Duplicate the whole listing below word for word, leaving out the pictures.

- **Data entries**
____

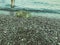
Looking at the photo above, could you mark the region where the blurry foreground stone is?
[0,15,60,45]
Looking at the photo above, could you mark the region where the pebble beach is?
[0,15,60,45]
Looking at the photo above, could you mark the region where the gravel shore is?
[0,15,60,45]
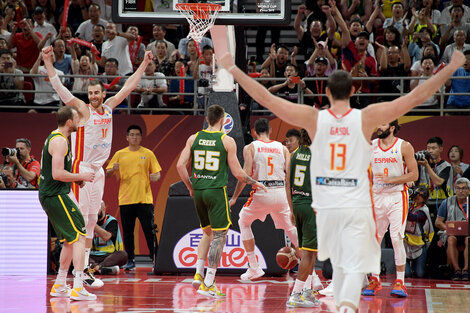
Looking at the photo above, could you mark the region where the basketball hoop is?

____

- **Solution to this problem**
Looking at the photo above, could you mark the region where the blurry foreground stone is?
[0,15,60,45]
Looking at the photo above, could you mark the region where the pebble beach is?
[0,15,60,45]
Looking at the photo above, could you mark the region where the gravel shore is?
[0,15,60,45]
Looking at the photo above, could you mark the region where the basketball hoop is?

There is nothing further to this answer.